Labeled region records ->
※

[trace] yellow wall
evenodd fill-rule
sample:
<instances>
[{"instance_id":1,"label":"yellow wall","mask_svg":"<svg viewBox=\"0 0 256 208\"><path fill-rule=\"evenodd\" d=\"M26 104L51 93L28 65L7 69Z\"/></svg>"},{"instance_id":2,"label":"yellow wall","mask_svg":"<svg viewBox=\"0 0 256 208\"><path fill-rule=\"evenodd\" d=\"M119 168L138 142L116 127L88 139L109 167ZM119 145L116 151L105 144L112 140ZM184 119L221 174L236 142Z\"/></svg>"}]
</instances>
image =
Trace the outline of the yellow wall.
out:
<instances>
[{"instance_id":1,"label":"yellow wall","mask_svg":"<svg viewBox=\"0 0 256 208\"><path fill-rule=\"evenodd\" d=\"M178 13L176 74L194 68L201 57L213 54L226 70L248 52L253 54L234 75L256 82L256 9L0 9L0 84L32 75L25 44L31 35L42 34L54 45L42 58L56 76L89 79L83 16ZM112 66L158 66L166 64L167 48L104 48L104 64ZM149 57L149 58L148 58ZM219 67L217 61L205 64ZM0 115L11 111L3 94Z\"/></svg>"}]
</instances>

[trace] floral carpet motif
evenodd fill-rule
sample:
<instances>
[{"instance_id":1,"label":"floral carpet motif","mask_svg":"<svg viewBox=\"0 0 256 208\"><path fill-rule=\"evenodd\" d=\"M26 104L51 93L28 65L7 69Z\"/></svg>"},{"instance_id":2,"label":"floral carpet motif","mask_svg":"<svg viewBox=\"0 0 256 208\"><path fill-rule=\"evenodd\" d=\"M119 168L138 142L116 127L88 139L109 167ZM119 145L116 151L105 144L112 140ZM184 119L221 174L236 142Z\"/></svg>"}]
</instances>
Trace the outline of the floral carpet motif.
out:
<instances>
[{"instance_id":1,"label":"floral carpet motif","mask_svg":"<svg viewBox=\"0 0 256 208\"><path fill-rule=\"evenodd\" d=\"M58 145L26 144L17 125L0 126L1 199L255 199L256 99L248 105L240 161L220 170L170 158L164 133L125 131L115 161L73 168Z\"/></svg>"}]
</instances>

※

Goal ->
Each entry is to be returned in full, character for character.

Worked solution ->
[trace] yellow wall
evenodd fill-rule
sample:
<instances>
[{"instance_id":1,"label":"yellow wall","mask_svg":"<svg viewBox=\"0 0 256 208\"><path fill-rule=\"evenodd\" d=\"M26 104L51 93L28 65L7 69Z\"/></svg>"},{"instance_id":2,"label":"yellow wall","mask_svg":"<svg viewBox=\"0 0 256 208\"><path fill-rule=\"evenodd\" d=\"M119 168L138 142L116 127L88 139L109 167ZM119 145L116 151L105 144L112 140ZM184 119L221 174L236 142Z\"/></svg>"}]
</instances>
image =
Trace the outline of the yellow wall.
out:
<instances>
[{"instance_id":1,"label":"yellow wall","mask_svg":"<svg viewBox=\"0 0 256 208\"><path fill-rule=\"evenodd\" d=\"M178 13L176 74L194 68L201 57L213 54L226 70L248 52L253 54L234 75L256 82L256 9L0 9L0 84L32 75L25 44L31 35L42 34L54 45L42 58L56 76L89 79L83 16ZM112 66L158 66L166 64L167 48L104 48L104 64ZM149 57L149 58L148 58ZM219 67L217 61L205 64ZM0 115L11 111L3 94Z\"/></svg>"}]
</instances>

[trace] floral carpet motif
evenodd fill-rule
sample:
<instances>
[{"instance_id":1,"label":"floral carpet motif","mask_svg":"<svg viewBox=\"0 0 256 208\"><path fill-rule=\"evenodd\" d=\"M26 104L51 93L28 65L7 69Z\"/></svg>"},{"instance_id":2,"label":"floral carpet motif","mask_svg":"<svg viewBox=\"0 0 256 208\"><path fill-rule=\"evenodd\" d=\"M119 168L138 142L116 127L88 139L109 167ZM119 145L116 151L105 144L112 140ZM184 119L221 174L236 142Z\"/></svg>"}]
</instances>
Trace the outline of the floral carpet motif.
out:
<instances>
[{"instance_id":1,"label":"floral carpet motif","mask_svg":"<svg viewBox=\"0 0 256 208\"><path fill-rule=\"evenodd\" d=\"M58 145L26 144L17 125L0 126L1 199L255 199L256 99L248 105L240 161L220 170L170 158L164 133L125 131L115 161L73 168Z\"/></svg>"}]
</instances>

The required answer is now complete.